> OBJECTIVE
Reproduce the records below word for word, leaving every line unchanged.

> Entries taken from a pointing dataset
------------------------------------------------------------------------

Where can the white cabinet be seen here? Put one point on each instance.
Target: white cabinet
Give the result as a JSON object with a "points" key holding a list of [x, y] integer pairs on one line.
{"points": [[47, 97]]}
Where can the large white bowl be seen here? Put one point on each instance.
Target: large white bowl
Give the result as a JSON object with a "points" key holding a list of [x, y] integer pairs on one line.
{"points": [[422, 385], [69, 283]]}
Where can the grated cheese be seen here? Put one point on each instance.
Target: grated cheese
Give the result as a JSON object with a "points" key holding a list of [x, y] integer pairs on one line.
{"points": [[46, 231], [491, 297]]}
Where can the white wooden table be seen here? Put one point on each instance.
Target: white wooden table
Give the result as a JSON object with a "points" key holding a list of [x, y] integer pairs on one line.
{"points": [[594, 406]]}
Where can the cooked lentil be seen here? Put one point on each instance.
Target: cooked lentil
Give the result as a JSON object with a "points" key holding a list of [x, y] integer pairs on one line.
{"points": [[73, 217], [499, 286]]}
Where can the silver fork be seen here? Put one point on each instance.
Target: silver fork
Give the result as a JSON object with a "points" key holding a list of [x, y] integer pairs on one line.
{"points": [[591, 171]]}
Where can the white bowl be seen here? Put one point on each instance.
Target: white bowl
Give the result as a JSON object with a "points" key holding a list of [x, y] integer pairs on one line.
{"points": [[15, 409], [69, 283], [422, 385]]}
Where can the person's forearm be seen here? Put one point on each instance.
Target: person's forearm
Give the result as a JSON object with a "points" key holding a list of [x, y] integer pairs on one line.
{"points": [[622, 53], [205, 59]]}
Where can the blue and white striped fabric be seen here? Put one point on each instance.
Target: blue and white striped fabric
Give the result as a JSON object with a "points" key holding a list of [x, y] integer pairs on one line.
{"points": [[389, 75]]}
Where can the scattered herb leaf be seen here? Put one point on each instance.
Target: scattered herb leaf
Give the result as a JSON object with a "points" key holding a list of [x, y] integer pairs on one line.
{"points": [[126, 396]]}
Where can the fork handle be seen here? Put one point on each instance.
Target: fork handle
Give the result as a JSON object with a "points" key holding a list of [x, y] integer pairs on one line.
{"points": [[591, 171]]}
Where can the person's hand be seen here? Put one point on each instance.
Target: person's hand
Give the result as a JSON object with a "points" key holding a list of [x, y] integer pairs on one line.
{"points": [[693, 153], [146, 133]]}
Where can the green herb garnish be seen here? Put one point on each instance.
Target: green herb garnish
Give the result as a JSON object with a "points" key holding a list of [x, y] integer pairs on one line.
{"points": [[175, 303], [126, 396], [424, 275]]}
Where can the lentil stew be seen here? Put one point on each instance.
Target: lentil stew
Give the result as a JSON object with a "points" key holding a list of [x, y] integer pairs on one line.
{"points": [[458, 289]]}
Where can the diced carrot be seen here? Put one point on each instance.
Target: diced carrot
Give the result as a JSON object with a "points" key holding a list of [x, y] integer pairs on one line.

------------------------------------------------------------------------

> RIGHT ANSWER
Where can the white cabinet be seen here? Put one point on each instance.
Target: white cabinet
Give the result as a JSON object with a "points" key holding a list of [x, y] integer pairs on one line.
{"points": [[47, 97]]}
Where can the large white bowl be seen here? Put one point on each instance.
Target: large white bowl
Give the result as a JSON object with a "points" key holding a list of [x, y] integer pairs on one line.
{"points": [[422, 385], [69, 283]]}
Where can the grated cheese be seen here? Put one point on each instance.
Target: grated cheese
Give the result as a JSON object with a "points" key holding a list of [x, y] integer pairs on one line.
{"points": [[46, 231], [491, 297]]}
Where can the white wooden table be seen here? Put one point on each instance.
Target: white wooden table
Give the result as a JSON object with a "points" key holding a list of [x, y] integer pairs on one line.
{"points": [[594, 406]]}
Where can the cooked lentil be seen here? Put one point on each instance.
Target: cooked lentil
Give the result as a JSON object with a "points" key holding a list of [x, y] integer pairs on one line.
{"points": [[73, 217], [499, 286]]}
Where can the silver fork be seen here? Put one point on each instance.
Target: silver fork
Give the result as a JSON object with a "points" key holding a list of [x, y] integer pairs on one line.
{"points": [[591, 171]]}
Where can the white bowl be seen here? Put one point on each instance.
Target: white bowl
Give the result as a JSON object with a "points" key holding a list of [x, y] integer pairs on one line.
{"points": [[15, 409], [69, 283], [422, 385]]}
Where can the person's forearm be seen here? Put one point on each instance.
Target: person's forearm
Give the result as a JSON object with a "points" key holding a list of [x, y] integer pairs on one line.
{"points": [[622, 53], [205, 59]]}
Where can the blue and white striped fabric be seen here? Put one point on each instance.
Target: blue and white striped fabric
Give the result as a JSON object with a "points" key holding a list of [x, y] integer pairs on one line.
{"points": [[389, 75]]}
Where can the scattered herb leaf be seen here? Put one point on each instance.
Target: scattered herb leaf
Give the result as a JSON object with a "points" key holding a list of [x, y] integer pairs on one line.
{"points": [[126, 396]]}
Where can the fork handle be seen here? Put one point on each instance.
Target: fork handle
Give the result as a JSON object with a "points" key holding a list of [x, y] integer pairs on one line.
{"points": [[591, 171]]}
Where can the person's hand be seen here? Put one point on each instance.
Target: person's hand
Give the result as a JSON object with a "points" key holding a list of [x, y] integer pairs on one line.
{"points": [[693, 153], [146, 133]]}
Where can the green herb garnish be seen here? Put one point on each instance.
Target: green herb garnish
Give the result as a JSON object with a "points" key holding a list of [x, y] integer pairs on one line.
{"points": [[175, 303], [126, 396], [424, 275]]}
Where can the lentil stew be seen here? Put one point on each instance.
Target: lentil stew
Give the result as a JSON object with a "points" key holding a list of [x, y] integer pairs on one line.
{"points": [[458, 289]]}
Where can the diced carrot be seen here? Put one point on each instance.
Target: diced carrot
Give the result as a JSON object with a "points" key holding a list of [x, y] integer pairs on one line.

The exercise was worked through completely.